* _YOUR TASKS_:
1. Answer these about the Ironwood heartburn article below, one line each:
(a) What yearly sales figure do predictions for the drug reach?
(b) What dose of IW-3718 did the adults with uncontrolled GERD take?
(c) What was the median decrease in heartburn severity for participants given the PPI plus a placebo?
2. Extend the Ironwood heartburn trial article below, picking up right after its final sentence.

* _PROVIDED TEXT_:

☆ ☆ ☆ ☆

Ironwood slips as heartburn data underwhelm investors 

A phase 2b trial of Ironwood Pharmaceuticals’ IW-3718 has met its primary endpoint, teeing the heartburn candidate up to move into a pivotal trial and on to blockbuster sales. But the positive narrative spun by Ironwood’s management failed to convince investors, who seized on perceived underwhelming efficacy data and drove down the company’s stock.

The divergence in interpretations of the data centers on whether the statistically-significant result against the primary endpoint is big enough to justify predictions of $2 billion-a-year sales.

Adults with uncontrolled gastroesophageal reflux disease (GERD) who took 1500 mg of Ironwood’s IW-3718 on top of a proton pump inhibitor (PPI) experienced a median decrease in heartburn severity of 58% after eight weeks of treatment. The median decrease in participants who received the PPI plus a placebo was 46%.

☆ ☆ ☆ ☆

* _RECORD SET_:
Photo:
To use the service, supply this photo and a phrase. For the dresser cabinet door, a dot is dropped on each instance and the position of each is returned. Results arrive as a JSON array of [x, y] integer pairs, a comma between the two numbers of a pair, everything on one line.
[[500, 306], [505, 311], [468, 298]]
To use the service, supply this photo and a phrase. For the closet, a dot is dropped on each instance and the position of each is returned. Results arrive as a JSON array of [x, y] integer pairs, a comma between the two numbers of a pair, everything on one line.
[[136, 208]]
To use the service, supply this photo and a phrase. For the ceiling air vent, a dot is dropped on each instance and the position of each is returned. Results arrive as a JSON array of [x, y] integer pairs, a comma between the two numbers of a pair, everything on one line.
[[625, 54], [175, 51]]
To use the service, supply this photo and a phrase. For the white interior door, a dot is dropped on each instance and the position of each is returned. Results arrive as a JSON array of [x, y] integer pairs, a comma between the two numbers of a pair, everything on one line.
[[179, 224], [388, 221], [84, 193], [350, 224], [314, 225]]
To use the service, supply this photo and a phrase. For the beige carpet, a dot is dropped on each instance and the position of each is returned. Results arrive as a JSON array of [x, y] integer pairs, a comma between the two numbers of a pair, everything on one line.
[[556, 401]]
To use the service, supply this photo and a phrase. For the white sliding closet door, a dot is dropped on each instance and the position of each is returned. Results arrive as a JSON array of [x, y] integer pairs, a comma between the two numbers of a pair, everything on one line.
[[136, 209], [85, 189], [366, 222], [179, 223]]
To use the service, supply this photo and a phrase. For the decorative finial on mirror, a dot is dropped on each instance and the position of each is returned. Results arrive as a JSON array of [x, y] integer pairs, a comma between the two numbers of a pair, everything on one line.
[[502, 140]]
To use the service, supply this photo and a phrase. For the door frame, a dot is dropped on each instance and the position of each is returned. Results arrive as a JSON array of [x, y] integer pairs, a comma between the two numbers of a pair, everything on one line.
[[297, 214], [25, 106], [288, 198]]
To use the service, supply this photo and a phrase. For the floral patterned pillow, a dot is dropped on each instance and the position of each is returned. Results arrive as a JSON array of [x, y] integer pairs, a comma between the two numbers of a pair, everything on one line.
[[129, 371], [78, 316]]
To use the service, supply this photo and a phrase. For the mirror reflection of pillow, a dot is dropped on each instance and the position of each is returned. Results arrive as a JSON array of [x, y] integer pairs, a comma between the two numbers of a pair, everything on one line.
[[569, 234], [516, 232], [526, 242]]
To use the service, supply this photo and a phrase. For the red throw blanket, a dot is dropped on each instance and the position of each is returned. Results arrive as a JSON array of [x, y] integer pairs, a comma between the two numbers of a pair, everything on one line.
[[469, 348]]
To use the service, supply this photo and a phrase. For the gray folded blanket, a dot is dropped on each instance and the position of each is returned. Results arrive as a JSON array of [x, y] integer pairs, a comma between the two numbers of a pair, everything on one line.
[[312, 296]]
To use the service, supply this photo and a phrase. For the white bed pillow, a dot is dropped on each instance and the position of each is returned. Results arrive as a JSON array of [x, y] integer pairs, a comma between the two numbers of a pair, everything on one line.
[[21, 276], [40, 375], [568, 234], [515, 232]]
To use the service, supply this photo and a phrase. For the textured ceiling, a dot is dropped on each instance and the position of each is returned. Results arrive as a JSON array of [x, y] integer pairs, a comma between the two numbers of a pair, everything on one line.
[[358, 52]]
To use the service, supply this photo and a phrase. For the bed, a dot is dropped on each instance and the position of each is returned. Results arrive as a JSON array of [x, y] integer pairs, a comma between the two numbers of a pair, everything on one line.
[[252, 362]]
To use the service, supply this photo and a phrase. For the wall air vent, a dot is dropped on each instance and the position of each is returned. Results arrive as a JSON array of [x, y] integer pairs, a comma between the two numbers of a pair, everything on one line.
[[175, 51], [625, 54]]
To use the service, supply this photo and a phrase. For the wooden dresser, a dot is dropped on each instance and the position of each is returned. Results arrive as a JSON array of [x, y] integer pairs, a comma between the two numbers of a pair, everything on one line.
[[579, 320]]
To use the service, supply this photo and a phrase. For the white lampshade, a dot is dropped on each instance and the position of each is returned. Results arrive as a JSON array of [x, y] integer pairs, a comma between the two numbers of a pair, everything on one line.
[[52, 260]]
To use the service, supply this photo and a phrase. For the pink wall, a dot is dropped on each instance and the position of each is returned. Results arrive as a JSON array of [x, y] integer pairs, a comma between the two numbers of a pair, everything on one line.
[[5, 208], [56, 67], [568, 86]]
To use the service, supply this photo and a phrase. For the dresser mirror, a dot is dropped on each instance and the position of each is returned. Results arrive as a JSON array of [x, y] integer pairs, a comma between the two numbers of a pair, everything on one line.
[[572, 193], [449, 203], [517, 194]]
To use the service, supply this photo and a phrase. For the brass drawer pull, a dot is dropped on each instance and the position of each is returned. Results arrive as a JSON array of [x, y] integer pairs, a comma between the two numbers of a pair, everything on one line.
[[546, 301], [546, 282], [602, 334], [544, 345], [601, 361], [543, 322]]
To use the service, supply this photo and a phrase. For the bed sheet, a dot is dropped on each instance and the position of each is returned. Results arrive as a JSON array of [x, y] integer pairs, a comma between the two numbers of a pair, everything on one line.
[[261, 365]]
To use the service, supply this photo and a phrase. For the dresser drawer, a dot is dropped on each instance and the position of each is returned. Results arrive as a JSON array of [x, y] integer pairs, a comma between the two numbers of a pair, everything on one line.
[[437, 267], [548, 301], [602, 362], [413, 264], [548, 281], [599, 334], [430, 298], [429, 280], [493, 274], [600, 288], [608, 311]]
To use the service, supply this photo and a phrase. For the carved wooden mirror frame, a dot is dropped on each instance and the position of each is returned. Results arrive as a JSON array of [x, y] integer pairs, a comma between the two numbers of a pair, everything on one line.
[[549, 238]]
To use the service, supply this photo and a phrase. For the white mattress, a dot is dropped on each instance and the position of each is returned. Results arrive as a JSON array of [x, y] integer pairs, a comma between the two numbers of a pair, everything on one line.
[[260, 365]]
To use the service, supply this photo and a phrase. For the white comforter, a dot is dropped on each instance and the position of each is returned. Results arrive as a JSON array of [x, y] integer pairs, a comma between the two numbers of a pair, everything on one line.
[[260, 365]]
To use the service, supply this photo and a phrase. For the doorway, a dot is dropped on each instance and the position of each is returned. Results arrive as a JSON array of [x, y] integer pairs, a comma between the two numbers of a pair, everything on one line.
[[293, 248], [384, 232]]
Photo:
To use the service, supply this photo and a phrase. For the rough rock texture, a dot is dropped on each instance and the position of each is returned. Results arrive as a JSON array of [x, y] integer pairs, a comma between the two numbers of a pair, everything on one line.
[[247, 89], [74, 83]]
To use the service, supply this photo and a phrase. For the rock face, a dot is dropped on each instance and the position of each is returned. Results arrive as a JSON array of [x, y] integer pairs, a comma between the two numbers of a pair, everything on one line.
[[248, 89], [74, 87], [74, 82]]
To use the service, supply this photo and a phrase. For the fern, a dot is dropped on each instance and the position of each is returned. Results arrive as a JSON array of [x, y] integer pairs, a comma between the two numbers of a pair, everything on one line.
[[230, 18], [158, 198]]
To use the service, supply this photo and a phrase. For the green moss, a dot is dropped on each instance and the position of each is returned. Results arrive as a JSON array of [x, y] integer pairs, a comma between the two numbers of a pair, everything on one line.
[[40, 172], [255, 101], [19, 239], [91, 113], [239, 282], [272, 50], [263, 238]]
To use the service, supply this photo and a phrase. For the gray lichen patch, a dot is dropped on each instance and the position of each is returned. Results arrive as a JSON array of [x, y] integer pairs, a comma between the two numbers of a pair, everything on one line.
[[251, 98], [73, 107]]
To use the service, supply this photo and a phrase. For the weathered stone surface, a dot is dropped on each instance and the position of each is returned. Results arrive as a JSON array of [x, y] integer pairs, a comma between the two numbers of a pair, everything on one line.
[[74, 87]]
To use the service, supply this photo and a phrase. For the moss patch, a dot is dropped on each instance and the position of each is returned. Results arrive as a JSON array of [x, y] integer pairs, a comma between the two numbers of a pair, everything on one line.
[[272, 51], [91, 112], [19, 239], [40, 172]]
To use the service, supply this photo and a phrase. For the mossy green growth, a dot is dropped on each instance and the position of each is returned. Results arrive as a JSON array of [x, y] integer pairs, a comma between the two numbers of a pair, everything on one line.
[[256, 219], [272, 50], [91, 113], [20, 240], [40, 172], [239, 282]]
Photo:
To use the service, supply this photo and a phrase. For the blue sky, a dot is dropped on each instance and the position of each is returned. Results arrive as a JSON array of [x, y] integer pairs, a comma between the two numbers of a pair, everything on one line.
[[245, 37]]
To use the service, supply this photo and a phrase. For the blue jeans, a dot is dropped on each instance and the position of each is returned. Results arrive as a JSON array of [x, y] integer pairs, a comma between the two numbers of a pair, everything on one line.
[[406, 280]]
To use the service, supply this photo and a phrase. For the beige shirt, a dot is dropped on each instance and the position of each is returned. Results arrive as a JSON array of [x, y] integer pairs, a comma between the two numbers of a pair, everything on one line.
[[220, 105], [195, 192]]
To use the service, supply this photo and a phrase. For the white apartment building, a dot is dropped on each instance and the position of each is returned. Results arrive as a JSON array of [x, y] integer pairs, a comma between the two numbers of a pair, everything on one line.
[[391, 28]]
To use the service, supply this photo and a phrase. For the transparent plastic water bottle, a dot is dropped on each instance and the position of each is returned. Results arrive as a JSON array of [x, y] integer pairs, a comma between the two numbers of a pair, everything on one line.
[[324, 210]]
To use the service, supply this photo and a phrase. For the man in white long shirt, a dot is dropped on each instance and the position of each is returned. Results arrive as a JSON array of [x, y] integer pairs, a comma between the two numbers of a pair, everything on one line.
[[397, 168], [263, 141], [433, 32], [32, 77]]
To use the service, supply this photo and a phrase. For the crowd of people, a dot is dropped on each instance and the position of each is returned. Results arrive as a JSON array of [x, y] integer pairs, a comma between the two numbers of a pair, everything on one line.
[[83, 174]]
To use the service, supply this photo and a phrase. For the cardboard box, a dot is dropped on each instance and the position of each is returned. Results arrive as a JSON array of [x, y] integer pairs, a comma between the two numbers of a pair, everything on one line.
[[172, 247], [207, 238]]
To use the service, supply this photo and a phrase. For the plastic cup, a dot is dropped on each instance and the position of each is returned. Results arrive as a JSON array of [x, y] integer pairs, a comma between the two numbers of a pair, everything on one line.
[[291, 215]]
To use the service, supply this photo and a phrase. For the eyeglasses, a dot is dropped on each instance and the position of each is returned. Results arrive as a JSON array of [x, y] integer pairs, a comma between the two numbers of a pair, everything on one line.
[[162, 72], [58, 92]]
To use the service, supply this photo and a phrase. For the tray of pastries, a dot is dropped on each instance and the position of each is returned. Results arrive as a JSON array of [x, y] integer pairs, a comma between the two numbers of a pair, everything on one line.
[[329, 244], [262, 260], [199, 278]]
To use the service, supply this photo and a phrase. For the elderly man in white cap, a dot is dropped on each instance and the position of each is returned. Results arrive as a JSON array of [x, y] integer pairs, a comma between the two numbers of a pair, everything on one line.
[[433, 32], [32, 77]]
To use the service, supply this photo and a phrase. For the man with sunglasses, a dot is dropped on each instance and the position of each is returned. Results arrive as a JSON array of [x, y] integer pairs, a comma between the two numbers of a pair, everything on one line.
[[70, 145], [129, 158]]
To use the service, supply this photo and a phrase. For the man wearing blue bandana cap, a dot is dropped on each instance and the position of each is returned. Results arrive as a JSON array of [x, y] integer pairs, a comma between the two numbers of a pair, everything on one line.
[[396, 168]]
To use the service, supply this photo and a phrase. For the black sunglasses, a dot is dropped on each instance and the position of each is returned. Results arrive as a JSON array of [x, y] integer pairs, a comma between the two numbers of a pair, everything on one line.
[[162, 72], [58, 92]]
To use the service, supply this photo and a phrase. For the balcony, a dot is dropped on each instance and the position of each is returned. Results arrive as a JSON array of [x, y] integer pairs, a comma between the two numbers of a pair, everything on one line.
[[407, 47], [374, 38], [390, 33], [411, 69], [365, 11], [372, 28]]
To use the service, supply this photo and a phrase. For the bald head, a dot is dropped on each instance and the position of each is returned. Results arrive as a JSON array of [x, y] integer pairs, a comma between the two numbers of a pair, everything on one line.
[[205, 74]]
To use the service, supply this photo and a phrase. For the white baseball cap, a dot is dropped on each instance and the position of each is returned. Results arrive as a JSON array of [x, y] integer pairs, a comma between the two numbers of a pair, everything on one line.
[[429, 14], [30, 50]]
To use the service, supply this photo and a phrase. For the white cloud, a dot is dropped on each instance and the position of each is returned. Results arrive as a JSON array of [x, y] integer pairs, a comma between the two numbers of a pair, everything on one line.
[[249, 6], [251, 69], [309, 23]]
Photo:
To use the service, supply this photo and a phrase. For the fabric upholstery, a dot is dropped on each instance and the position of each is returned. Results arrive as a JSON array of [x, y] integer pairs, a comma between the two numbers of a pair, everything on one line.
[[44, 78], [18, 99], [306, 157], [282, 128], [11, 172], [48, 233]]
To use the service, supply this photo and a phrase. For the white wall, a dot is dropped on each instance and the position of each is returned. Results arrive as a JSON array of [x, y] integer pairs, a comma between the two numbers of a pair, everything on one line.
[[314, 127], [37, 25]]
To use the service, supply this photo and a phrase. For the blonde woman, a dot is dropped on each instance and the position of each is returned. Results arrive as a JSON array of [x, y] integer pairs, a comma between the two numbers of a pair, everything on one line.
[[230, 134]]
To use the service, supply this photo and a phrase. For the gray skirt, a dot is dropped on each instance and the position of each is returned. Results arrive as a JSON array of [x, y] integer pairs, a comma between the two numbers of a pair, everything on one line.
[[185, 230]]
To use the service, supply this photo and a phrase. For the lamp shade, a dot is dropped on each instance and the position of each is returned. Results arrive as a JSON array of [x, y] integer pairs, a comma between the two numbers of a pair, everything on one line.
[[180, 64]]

☆ ☆ ☆ ☆

* _RESPONSES TO THE EXERCISE_:
1.
(a) $2 billion a year
(b) 1500 mg
(c) 46%

2.
That 12 percentage point difference was big enough to achieve statistical significance with a p value of 0.04. But Ironwood CSO Mark Currie, Ph.D. had previously primed investors to expect a bigger numerical difference between IW-3718 and placebo. When asked in May what Ironwood needed to see in the data to definitively move into phase 3, Currie said “we powered this specific study for 15% improvements on heartburn severity over placebo.”

Ironwood’s inability to clear that self-imposed bar led to its stock trading down 8%. But to the company the relevant point isn’t whether the improvement was 12 or 15 percentage points. It is that a double-digit, statistically-significant improvement was seen at all.  

“There’s been literally a graveyard of drugs that have attempted to ... show a meaningful improvement on top of PPIs. This is the first time we’ve seen this kind of incremental improvement on top of PPIs,” Ironwood chief commercial officer Tom McCourt said on a conference call with investors.

McCourt referred back to the degree of improvement PPIs showed over H2-receptor antagonists in clinical trials to make his case for the blockbuster potential of IW-3718. 

“They saw a very comparable improvement in relief of heartburn severity. Think about how successful PPIs were on top of H2s. We’re seeing a similar separation between the two treatment options. So, to me, this is very encouraging,” he said. 

When Cochrane reviewed seven clinical trials that compared PPIs to H2-receptor antagonist, it found about 50% of participants who received the newer class of medicine experienced heartburn remission. The figure among subjects who received H2 drugs was about 30%.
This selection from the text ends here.